== To be done ==
Pull out, verbatim, every line of the records below from the line holding "Target: duck neck" through the last line of the records, both ends included.

== Data provided ==
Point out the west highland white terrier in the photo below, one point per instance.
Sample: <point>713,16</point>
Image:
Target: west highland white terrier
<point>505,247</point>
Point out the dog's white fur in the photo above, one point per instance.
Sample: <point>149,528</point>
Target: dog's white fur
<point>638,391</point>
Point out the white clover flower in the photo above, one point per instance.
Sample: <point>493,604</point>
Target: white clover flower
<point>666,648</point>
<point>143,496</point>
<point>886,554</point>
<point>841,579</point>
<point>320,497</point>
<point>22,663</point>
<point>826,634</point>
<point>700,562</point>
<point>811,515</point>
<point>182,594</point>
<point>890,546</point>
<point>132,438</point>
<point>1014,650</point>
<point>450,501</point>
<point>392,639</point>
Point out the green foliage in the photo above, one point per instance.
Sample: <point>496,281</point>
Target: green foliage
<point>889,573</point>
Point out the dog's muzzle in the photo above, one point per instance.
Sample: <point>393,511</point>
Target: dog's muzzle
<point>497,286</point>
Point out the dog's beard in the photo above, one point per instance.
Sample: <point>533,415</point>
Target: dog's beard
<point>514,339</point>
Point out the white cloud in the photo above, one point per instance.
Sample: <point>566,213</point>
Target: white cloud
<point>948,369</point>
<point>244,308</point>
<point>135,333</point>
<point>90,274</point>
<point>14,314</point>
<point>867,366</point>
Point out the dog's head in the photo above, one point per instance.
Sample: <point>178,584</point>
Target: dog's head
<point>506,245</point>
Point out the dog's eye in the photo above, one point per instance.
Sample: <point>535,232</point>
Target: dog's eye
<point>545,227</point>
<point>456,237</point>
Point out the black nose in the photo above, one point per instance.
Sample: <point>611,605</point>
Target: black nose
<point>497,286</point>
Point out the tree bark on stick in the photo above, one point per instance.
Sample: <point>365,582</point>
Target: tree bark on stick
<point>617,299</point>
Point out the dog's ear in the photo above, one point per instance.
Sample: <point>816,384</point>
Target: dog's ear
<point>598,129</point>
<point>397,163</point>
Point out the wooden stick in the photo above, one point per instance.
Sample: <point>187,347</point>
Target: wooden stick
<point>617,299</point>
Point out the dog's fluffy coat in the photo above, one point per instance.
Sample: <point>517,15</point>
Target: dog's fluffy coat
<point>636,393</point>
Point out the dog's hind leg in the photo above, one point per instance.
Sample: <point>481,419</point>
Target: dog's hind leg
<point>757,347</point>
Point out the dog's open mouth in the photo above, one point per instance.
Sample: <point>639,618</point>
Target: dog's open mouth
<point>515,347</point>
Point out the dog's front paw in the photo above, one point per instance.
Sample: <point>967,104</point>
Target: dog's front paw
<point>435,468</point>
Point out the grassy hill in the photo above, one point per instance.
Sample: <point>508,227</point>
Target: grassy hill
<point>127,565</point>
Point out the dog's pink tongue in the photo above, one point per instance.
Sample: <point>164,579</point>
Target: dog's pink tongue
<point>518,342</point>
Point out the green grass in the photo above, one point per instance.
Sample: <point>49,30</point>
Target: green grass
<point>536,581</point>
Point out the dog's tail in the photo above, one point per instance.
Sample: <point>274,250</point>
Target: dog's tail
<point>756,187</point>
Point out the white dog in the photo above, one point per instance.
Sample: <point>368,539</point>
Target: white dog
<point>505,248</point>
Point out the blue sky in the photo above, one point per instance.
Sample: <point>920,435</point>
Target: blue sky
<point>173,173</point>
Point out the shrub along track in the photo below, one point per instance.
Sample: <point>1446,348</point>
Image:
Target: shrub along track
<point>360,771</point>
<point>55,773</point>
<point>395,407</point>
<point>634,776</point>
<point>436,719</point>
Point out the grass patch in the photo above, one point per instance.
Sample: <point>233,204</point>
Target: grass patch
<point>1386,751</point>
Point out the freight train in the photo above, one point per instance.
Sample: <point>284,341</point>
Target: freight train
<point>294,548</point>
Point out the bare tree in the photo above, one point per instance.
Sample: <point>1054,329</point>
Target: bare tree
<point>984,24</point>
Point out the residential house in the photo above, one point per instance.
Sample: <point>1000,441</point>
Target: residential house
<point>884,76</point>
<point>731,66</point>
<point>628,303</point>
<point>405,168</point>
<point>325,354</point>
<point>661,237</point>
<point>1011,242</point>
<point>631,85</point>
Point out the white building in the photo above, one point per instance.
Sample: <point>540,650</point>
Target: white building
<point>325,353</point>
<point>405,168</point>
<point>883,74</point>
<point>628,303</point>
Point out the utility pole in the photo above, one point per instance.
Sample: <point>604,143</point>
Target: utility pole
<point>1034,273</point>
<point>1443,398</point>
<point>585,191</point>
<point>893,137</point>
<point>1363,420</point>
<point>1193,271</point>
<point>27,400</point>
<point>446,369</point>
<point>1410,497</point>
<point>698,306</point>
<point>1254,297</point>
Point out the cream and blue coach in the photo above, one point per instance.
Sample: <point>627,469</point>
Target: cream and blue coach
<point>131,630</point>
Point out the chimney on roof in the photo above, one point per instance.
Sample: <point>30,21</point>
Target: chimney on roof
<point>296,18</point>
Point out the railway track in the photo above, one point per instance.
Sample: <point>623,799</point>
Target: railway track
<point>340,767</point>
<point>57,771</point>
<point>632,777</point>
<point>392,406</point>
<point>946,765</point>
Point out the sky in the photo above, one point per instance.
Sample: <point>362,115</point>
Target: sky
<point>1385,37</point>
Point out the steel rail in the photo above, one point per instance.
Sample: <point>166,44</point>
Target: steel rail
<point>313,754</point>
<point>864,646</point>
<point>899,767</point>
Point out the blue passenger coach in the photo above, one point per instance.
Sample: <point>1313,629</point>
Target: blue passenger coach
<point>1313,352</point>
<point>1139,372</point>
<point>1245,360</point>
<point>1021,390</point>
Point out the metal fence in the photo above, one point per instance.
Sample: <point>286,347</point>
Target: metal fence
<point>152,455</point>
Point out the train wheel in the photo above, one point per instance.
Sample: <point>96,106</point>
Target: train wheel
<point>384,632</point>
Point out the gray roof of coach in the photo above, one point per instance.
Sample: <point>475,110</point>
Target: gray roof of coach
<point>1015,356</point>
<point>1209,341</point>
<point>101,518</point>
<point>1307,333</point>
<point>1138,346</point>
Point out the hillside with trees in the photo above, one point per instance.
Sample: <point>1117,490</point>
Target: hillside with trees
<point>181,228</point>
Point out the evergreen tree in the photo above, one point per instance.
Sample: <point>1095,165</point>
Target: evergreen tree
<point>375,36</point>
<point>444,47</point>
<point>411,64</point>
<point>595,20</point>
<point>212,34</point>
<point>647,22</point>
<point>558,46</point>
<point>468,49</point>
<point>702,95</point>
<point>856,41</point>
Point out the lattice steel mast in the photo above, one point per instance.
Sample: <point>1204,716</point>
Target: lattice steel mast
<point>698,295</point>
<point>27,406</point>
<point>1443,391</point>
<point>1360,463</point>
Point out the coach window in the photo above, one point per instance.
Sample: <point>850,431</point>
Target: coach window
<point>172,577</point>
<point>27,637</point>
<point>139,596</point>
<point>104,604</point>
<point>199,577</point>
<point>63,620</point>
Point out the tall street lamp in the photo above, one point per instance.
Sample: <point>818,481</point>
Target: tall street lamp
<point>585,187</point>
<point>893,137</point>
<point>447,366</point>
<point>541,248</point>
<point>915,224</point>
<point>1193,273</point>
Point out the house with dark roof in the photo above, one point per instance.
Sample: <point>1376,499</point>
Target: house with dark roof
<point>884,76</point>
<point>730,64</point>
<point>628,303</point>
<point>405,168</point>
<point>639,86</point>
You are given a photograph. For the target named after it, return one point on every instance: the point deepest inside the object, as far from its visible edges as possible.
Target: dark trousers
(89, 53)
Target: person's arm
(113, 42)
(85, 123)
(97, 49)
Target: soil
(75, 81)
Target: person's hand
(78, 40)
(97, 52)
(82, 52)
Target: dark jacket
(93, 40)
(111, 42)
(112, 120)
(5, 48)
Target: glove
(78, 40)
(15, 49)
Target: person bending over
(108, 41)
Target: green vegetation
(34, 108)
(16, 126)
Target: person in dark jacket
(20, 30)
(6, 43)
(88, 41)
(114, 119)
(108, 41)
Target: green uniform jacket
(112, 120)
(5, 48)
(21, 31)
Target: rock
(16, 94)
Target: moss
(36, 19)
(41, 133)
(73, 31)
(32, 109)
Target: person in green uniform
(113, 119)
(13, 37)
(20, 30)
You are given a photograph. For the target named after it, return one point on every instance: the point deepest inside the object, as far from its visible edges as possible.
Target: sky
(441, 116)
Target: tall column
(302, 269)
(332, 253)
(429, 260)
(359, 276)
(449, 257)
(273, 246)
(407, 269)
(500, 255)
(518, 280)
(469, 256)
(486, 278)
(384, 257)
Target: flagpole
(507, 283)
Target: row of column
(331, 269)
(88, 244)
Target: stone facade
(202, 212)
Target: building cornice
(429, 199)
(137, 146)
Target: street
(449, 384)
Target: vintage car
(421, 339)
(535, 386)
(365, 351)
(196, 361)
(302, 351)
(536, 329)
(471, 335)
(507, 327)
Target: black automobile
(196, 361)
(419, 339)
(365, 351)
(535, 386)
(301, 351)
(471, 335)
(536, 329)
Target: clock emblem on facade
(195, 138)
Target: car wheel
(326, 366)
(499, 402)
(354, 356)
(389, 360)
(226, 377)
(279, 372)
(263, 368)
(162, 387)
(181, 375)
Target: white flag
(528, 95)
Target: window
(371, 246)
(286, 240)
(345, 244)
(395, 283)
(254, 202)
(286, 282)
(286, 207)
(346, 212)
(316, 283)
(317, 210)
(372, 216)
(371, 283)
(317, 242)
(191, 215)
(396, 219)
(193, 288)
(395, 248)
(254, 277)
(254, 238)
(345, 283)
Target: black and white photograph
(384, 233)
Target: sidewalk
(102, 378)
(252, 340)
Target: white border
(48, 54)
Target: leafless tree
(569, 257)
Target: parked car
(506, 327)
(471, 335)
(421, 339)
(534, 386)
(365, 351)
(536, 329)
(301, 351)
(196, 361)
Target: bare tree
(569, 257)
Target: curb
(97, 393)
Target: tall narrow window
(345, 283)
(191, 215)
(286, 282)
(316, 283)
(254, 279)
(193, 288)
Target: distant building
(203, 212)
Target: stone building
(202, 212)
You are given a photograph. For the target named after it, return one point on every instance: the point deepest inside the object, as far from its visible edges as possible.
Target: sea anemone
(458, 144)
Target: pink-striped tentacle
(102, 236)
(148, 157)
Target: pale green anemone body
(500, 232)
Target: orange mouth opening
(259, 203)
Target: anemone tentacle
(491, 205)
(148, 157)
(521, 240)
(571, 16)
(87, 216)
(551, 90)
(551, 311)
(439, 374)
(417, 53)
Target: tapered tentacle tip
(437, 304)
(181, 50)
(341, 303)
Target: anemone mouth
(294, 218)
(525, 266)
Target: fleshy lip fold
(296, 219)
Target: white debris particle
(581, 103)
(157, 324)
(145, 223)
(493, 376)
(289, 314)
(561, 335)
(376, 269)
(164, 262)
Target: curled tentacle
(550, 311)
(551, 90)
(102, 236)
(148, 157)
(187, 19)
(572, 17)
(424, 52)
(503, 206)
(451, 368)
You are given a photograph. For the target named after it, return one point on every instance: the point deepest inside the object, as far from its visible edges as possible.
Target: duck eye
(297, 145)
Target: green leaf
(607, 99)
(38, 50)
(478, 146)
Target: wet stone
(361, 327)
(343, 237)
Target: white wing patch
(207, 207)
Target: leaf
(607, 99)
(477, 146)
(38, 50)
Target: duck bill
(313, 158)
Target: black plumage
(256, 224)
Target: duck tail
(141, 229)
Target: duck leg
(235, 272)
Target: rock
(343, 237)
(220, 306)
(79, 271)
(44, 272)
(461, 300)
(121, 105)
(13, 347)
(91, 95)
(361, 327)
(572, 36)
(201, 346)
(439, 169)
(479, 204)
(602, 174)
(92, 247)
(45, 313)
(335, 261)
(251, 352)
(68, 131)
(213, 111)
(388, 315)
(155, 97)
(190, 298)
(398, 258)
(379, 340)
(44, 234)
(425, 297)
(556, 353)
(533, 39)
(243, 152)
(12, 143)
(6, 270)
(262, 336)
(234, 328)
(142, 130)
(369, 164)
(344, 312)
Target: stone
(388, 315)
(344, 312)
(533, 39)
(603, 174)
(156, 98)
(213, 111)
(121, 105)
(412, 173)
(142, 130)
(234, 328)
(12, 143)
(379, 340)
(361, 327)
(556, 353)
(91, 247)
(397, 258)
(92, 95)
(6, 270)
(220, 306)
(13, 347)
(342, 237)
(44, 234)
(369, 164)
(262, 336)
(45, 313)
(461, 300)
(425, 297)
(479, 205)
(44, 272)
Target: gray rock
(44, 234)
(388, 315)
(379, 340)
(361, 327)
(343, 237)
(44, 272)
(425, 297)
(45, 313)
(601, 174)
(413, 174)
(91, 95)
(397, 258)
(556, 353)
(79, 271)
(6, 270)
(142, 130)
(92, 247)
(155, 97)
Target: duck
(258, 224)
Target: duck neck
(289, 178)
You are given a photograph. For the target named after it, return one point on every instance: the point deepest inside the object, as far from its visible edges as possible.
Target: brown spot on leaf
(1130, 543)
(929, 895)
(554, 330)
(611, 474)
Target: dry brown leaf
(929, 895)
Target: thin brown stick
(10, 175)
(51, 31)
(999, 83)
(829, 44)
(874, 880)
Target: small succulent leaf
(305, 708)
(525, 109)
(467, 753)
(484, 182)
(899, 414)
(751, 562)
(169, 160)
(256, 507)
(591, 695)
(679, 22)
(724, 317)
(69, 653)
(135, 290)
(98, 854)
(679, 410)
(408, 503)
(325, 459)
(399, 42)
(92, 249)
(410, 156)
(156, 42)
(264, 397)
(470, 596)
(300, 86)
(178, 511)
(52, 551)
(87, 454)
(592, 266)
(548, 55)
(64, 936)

== Final result ==
Target: duck neck
(289, 178)
You are given a photograph. For the target named after it, return one point on every instance: the point deepest inside the object, as far from its visible edges as possible.
Target: brown spot on leaf
(1130, 543)
(929, 895)
(554, 330)
(611, 474)
Target: dry brown leaf
(929, 895)
Target: thin brown stick
(10, 175)
(51, 31)
(999, 83)
(829, 44)
(874, 880)
Target: small succulent leaf
(305, 708)
(525, 109)
(467, 753)
(484, 182)
(899, 414)
(751, 562)
(169, 160)
(256, 507)
(591, 695)
(679, 22)
(724, 317)
(69, 653)
(135, 290)
(98, 854)
(679, 410)
(408, 503)
(325, 459)
(399, 42)
(92, 249)
(410, 156)
(156, 42)
(264, 397)
(470, 596)
(300, 86)
(178, 511)
(52, 551)
(87, 454)
(592, 266)
(548, 55)
(64, 936)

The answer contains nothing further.